# Stored data

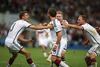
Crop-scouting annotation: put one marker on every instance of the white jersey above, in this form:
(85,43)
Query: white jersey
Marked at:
(91,34)
(15,30)
(64,30)
(57,28)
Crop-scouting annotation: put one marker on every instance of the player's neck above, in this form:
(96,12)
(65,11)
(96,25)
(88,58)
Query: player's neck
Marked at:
(52,18)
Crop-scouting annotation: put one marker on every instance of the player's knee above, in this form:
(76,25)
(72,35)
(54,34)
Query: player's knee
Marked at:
(87,59)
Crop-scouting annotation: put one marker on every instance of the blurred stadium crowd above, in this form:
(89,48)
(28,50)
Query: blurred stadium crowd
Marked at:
(70,8)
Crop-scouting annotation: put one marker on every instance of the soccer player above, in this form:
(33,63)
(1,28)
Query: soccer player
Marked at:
(56,34)
(11,40)
(93,38)
(64,39)
(42,38)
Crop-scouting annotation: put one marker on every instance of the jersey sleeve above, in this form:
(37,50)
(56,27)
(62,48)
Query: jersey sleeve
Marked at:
(57,26)
(26,24)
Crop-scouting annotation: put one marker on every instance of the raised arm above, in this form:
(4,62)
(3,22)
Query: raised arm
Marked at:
(73,26)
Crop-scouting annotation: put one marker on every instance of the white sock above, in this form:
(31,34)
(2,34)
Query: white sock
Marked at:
(32,65)
(49,57)
(63,64)
(93,65)
(8,65)
(45,54)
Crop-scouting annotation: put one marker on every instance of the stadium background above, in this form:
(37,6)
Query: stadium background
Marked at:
(38,13)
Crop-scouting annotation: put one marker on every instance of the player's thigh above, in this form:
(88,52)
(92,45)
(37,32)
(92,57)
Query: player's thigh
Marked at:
(57,52)
(24,51)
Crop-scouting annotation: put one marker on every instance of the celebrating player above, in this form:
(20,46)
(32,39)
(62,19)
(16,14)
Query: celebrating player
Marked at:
(64,35)
(64,39)
(93,38)
(43,38)
(12,37)
(55,30)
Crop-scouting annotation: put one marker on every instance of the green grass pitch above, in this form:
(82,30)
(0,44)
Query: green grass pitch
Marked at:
(74,58)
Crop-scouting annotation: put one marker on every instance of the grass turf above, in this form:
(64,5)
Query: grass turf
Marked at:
(74,58)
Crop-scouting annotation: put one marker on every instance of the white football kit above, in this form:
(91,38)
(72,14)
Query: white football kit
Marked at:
(64,38)
(43,40)
(94,38)
(15,30)
(57,28)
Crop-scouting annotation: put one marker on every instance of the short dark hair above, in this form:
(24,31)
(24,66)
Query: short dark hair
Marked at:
(22,14)
(52,12)
(84,17)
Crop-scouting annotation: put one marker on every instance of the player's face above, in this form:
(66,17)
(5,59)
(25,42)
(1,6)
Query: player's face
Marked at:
(26,16)
(80,20)
(59,17)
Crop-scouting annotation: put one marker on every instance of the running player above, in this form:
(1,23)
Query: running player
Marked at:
(42,38)
(12,37)
(93,38)
(64,39)
(56,35)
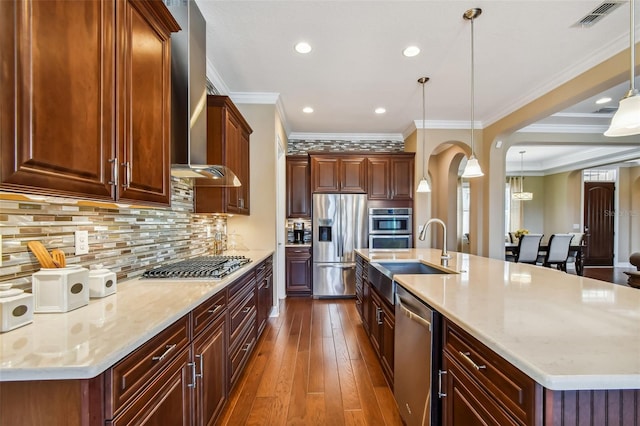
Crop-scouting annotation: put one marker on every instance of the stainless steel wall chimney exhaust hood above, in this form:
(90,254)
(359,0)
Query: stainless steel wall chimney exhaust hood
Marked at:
(189,98)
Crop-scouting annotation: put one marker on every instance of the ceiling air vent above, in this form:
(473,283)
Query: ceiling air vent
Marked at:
(598,13)
(606,110)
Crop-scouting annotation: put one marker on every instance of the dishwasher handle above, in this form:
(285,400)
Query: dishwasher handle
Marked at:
(412,315)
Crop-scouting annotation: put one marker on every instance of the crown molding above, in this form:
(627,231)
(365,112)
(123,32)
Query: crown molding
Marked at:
(216,79)
(616,46)
(347,136)
(563,128)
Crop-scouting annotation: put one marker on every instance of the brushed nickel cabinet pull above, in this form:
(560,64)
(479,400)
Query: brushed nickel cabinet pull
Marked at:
(114,171)
(467,356)
(440,374)
(168,349)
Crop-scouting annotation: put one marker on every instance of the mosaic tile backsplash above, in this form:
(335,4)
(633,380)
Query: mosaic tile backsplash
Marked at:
(125,240)
(301,147)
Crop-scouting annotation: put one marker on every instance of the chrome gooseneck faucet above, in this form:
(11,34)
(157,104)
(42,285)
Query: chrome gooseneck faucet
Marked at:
(444,257)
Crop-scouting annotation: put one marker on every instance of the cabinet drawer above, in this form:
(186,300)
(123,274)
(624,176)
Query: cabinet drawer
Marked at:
(510,386)
(239,287)
(240,315)
(208,311)
(164,400)
(238,357)
(129,376)
(466,403)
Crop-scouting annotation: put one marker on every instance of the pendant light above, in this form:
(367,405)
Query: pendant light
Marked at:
(423,186)
(521,195)
(626,121)
(472,169)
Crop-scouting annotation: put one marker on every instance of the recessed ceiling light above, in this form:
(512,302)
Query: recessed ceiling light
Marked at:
(411,51)
(303,47)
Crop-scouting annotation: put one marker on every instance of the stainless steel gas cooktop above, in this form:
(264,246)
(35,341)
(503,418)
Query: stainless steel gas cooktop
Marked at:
(209,267)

# Short problem
Give every record again exactly, apart from the pictures, which stay out.

# Answer to the task
Crop-scouting annotation: put one marker on every instance of the white jersey above, in this form:
(85,43)
Query: white jersey
Marked at:
(91,34)
(15,30)
(64,30)
(57,28)
Crop-scouting annotation: put one marker on every instance of the player's neck above, in this form:
(96,12)
(65,11)
(96,25)
(88,58)
Query: player's neck
Marked at:
(52,18)
Crop-scouting annotation: put one marker on every instance of the player's knee above, in this form:
(76,25)
(72,35)
(54,34)
Query: player's knee
Marked at:
(87,59)
Crop-scouting annotation: put one marker on every instance of the blurred stadium crowd above, in this form:
(89,48)
(28,50)
Query: blurred stadium crowd
Marked at:
(70,8)
Crop-scouting annotation: put one marker on every instance of the soccer player above, in this form:
(33,63)
(1,28)
Query: soccer player
Marked at:
(56,34)
(11,40)
(93,38)
(64,39)
(42,38)
Crop-scouting annotation: put one marker on every instance of the jersey sleeve above, in this form:
(37,50)
(56,27)
(62,48)
Query: jersey sleeve
Marked at:
(57,26)
(26,24)
Crop-scouting annotation: put one marker on every instance of the raised arm above, in this form:
(4,62)
(3,22)
Query: raised arm
Marked at:
(73,26)
Crop-scouting annotation: put one marker on every instance of the white sock above, in this form:
(31,34)
(2,34)
Query: white sock
Marked at:
(32,65)
(49,57)
(63,64)
(93,65)
(8,65)
(45,54)
Crop-scouting annotation: put one marker on every instance of the stadium background above, in this form:
(37,6)
Query: stadium background
Marked at:
(38,13)
Crop-scouting annotation: put one marker on every instance of the player's thigh above, in this form:
(88,52)
(92,45)
(37,32)
(92,57)
Query: player's thigh
Marked at:
(57,52)
(24,51)
Crop-scouting annotation: put one marker on every instance of the celebrating player above, in this form:
(20,46)
(32,39)
(62,19)
(16,14)
Query: celebrating player
Marked at:
(64,35)
(64,39)
(93,38)
(43,38)
(12,37)
(55,30)
Crop-scouting annotation: put one marker on every instance of the green grass pitch above, in this form:
(82,30)
(0,44)
Query: green grass pitch
Marked at:
(74,58)
Crop-scouting annotation: put one marker on every instance of the grass turf above, in this form:
(64,5)
Query: grass turf
Marked at:
(74,58)
Crop-scouting annotation: put one marker on every instance of the white football kit above, in this form:
(91,38)
(72,14)
Query: white football kit
Marked at:
(64,38)
(43,40)
(94,38)
(15,30)
(57,28)
Crop-scouting annotation: put one marker on every instance of the short dark hair above, in this form:
(24,31)
(24,66)
Query: short dark hair
Marked at:
(22,14)
(52,12)
(84,17)
Crop-scouting annotation: put one marker on every instance of the player's face above, in this form:
(66,17)
(5,59)
(25,42)
(1,6)
Query: player's face
Marked at:
(26,16)
(80,20)
(59,17)
Crop-scouting annotation: put one marker on every instance of the running player above, in this form:
(1,23)
Query: running player
Marked at:
(42,38)
(12,37)
(93,38)
(64,39)
(56,35)
Crop-scouting annotation: put one marker on every instance of the stainless steel wall chimney exhaust hood above, in this form:
(90,254)
(359,0)
Query: stainless steel wall chimney exhaust hood
Marked at:
(189,98)
Crop-scouting annotation: put one marker on every instance of the ceiling air vent above, in this form:
(473,283)
Query: ceiling air vent
Marked at:
(598,13)
(606,110)
Crop-scouting annotation: put one marker on every instance of the dishwasher handle above, in this form:
(285,400)
Query: dishwasher handle
Marked at:
(412,315)
Crop-scouting annotation: put one marker on every instance of the crown molding above, in this form:
(627,231)
(365,112)
(123,32)
Query: crown molding
Marked at:
(216,79)
(616,46)
(347,136)
(563,128)
Crop-scouting annotation: put one marker on every instance of the brushed nickel cabinet pull above, in this form:
(560,64)
(479,400)
Query: brushed nickel cabinet pull
Marked at:
(114,171)
(467,356)
(440,374)
(168,349)
Crop-scouting annotation: put one marker on every instance of the mosaic tile backsplash above, in this form:
(335,4)
(633,380)
Query: mosaic tile backsplash
Marked at:
(125,240)
(301,147)
Crop-scouting annotation: put one marker on every instance of the chrome gooseneck faucet above, in this form:
(11,34)
(157,104)
(42,285)
Query: chrome gooseneck faucet
Marked at:
(444,257)
Crop-scouting annotation: put one marker on every instance of the cabinet drawer above, in this form:
(186,300)
(123,274)
(624,176)
Query: cabinet drawer
Marked at:
(510,386)
(239,287)
(240,315)
(208,311)
(164,400)
(238,357)
(129,376)
(466,403)
Crop-scouting annotation: put one marker on every instance of the pendant light above, in this form:
(367,405)
Query: pendant light
Marked at:
(423,186)
(521,195)
(626,121)
(472,169)
Crop-scouting annotation: put one marker on every instance of the recessed ceiling light above, in this form:
(512,302)
Query: recessed ceiling light
Marked at:
(411,51)
(303,47)
Crop-scouting annotation: put one marker on every instance of the stainless steel gas cooktop above, in this form:
(264,246)
(35,341)
(503,418)
Query: stainless steel gas cooktop
Marked at:
(209,267)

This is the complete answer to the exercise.